* Stated problem
Please turn the records between the line that contains "Where can the street" and the line that contains "pixel 710 389", inclusive, into a numbered list, leaving out blank lines.

* Record list
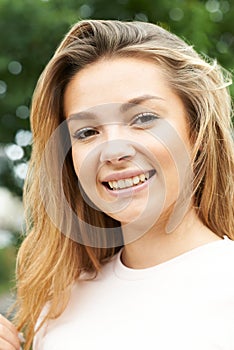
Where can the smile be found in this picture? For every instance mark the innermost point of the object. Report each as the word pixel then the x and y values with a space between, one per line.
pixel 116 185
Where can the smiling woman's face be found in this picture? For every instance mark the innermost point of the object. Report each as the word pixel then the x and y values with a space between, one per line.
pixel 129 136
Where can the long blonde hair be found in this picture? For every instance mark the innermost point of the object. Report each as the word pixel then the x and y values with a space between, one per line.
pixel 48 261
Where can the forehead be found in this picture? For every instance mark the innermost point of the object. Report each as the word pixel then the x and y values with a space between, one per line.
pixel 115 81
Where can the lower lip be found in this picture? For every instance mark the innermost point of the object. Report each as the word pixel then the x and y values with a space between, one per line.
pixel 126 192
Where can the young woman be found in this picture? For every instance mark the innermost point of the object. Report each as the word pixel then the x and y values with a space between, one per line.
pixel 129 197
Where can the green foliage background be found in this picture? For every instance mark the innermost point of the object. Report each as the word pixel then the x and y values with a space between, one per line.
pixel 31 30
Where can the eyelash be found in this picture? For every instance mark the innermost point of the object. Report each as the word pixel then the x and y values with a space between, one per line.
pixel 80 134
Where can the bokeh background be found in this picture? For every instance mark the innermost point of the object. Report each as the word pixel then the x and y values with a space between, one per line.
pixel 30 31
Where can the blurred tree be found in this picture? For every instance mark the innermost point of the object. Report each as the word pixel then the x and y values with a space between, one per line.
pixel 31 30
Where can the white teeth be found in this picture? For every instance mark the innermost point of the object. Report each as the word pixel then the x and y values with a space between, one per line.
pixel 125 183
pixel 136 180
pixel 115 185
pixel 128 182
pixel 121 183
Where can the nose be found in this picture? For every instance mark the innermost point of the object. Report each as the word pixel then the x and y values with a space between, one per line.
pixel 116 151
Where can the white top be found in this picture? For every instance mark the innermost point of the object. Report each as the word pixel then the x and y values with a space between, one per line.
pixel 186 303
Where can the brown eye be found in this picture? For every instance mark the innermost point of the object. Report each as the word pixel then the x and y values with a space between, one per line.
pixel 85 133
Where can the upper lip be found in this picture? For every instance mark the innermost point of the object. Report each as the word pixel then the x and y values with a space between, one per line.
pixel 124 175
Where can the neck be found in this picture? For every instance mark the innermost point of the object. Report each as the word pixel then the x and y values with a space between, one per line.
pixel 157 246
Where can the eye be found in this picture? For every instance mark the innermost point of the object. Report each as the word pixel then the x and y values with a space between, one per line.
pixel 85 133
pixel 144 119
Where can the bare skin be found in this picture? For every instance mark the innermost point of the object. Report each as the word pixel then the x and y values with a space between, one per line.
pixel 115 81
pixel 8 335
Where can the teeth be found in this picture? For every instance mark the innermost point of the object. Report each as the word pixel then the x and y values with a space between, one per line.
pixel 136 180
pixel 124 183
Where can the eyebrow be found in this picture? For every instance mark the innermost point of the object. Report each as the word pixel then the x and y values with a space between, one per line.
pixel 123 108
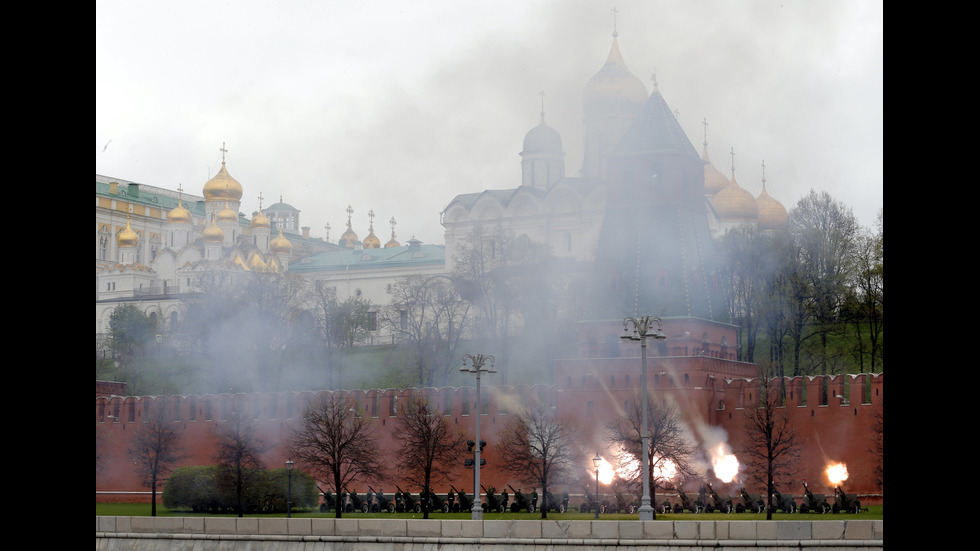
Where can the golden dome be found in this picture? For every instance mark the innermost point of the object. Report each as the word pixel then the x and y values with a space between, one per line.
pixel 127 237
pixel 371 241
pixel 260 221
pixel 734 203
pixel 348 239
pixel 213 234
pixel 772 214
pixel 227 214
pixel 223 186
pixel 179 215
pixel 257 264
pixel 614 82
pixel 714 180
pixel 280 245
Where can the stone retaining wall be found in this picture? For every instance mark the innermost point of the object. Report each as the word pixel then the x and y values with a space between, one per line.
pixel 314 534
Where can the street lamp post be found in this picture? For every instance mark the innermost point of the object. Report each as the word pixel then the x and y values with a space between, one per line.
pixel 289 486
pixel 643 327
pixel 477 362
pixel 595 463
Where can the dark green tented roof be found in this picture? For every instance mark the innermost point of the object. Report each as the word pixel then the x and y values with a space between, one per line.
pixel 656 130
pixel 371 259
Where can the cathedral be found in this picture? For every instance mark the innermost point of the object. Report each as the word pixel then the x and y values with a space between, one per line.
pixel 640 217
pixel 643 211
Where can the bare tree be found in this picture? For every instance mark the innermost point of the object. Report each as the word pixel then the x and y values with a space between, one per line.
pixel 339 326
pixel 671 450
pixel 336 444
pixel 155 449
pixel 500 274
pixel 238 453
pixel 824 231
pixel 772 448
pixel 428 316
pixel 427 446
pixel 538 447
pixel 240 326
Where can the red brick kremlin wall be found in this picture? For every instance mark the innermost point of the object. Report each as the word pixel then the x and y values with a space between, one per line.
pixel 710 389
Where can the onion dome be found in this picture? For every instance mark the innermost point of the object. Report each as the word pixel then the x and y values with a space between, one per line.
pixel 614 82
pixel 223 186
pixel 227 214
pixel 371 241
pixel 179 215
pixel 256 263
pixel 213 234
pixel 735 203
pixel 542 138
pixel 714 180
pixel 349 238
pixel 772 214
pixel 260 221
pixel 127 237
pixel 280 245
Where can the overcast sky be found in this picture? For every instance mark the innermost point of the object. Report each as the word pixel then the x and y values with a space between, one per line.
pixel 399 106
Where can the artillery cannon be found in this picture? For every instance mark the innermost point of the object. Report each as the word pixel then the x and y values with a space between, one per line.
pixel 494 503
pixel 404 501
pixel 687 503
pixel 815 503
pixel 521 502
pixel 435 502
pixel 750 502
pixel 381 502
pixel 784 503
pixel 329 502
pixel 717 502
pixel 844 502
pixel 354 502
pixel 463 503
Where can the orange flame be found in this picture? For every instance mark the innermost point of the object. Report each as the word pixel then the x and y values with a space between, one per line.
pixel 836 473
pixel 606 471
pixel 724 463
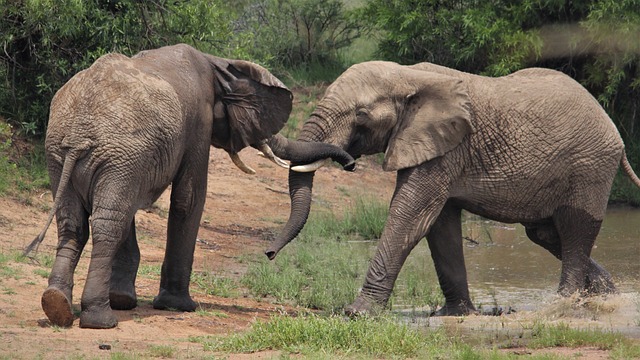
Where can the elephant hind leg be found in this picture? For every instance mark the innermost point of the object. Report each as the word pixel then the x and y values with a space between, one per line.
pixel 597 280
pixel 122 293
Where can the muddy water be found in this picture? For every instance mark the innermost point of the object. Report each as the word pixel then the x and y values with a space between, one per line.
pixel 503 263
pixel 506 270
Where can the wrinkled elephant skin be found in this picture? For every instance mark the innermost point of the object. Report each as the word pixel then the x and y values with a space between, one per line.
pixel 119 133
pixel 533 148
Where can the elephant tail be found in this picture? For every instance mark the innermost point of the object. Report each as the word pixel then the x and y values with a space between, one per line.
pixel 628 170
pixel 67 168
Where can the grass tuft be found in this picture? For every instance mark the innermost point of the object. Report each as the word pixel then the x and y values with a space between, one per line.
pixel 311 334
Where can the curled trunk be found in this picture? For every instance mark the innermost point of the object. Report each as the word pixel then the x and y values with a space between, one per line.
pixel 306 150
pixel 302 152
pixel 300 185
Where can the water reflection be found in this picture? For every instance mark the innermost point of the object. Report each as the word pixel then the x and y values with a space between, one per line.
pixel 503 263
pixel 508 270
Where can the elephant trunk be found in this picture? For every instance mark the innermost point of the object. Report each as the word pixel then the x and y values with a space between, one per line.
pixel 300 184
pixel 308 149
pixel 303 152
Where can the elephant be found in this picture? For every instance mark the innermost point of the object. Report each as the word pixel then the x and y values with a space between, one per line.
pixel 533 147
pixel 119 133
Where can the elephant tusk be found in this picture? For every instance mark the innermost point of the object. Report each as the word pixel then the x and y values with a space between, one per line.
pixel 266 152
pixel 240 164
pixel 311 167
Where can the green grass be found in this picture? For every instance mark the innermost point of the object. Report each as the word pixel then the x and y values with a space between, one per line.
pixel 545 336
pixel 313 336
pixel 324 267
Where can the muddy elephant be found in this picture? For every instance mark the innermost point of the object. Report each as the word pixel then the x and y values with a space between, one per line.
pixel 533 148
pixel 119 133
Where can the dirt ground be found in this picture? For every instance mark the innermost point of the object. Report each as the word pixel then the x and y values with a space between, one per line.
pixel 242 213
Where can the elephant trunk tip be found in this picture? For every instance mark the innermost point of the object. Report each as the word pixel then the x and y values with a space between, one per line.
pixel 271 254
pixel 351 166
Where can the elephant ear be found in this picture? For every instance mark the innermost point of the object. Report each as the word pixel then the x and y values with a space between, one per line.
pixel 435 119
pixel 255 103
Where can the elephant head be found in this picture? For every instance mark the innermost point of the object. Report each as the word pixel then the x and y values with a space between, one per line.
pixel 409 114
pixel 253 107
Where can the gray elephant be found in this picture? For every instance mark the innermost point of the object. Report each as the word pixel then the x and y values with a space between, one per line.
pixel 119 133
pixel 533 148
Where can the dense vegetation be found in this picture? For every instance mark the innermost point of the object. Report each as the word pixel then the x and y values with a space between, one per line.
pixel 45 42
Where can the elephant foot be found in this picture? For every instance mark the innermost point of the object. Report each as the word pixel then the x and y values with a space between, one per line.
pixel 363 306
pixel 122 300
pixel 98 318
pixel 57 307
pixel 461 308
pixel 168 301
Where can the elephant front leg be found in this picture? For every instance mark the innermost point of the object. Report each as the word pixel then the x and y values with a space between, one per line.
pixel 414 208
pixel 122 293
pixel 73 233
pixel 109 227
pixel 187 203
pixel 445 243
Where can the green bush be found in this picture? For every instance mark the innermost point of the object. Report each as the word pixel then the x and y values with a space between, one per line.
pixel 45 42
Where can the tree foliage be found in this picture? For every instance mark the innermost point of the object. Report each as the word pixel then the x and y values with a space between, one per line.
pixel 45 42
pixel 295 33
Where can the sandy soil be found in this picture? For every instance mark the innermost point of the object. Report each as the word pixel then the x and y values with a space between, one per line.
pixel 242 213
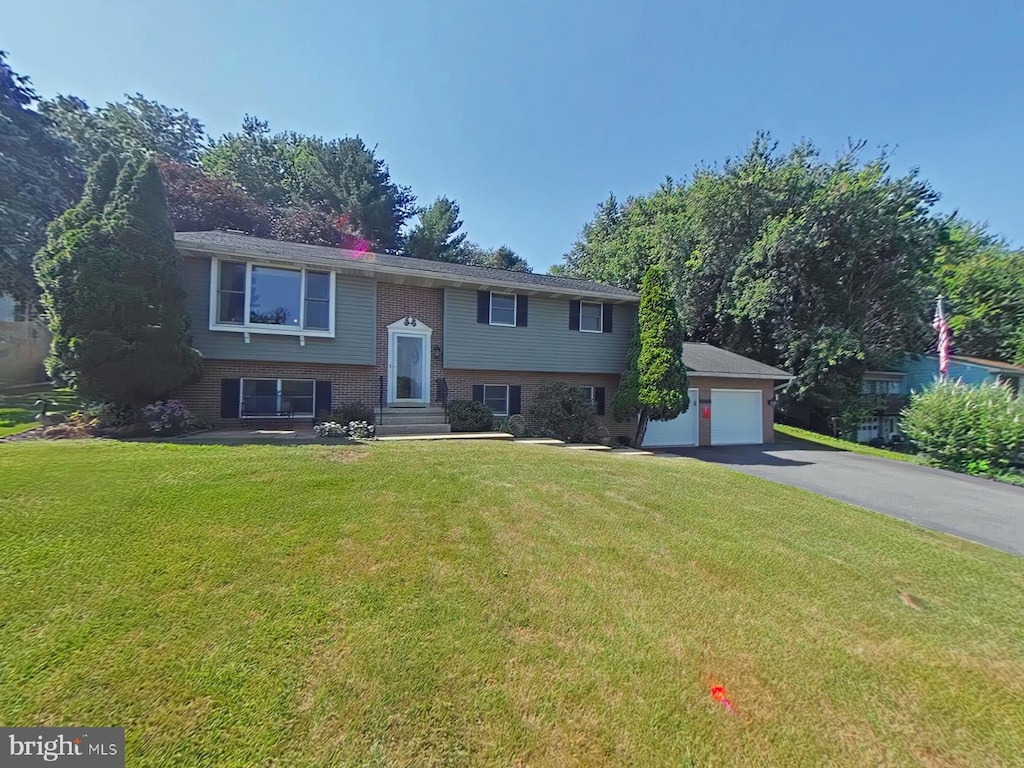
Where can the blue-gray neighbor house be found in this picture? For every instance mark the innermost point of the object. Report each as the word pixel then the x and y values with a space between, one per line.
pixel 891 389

* Response to the exercise
1. Where can the street lamp post be found in this picture? For every instance mark the innermost point of the object. Report each as the word pixel then the x and y values with a space between, one per line.
2. pixel 289 486
3. pixel 643 327
4. pixel 477 362
5. pixel 595 463
6. Where can the dark green tented roof be found in this picture? For every instance mark the innermost point of the object. Report each as the word pixel then the x and y values with a space between, one per line.
7. pixel 656 130
8. pixel 371 259
9. Where can the cathedral be found in this picture? For every instance mark the innermost point of the object. Report each as the word pixel then the x and y values with a space between, one per line.
10. pixel 640 217
11. pixel 643 211
12. Where can the bare tree be found in this picture? For every instance mark the innermost point of the object. Report each as the word pixel then the x and y values with a space between, one per line.
13. pixel 339 326
14. pixel 671 450
15. pixel 336 444
16. pixel 155 449
17. pixel 500 274
18. pixel 238 453
19. pixel 824 231
20. pixel 772 448
21. pixel 428 316
22. pixel 427 446
23. pixel 538 447
24. pixel 240 326
25. Where can the red brick kremlin wall be found in this picture? For every instance mark the innermost point of the object. Report each as the word pixel then the x and y values with a space between, one per line.
26. pixel 710 389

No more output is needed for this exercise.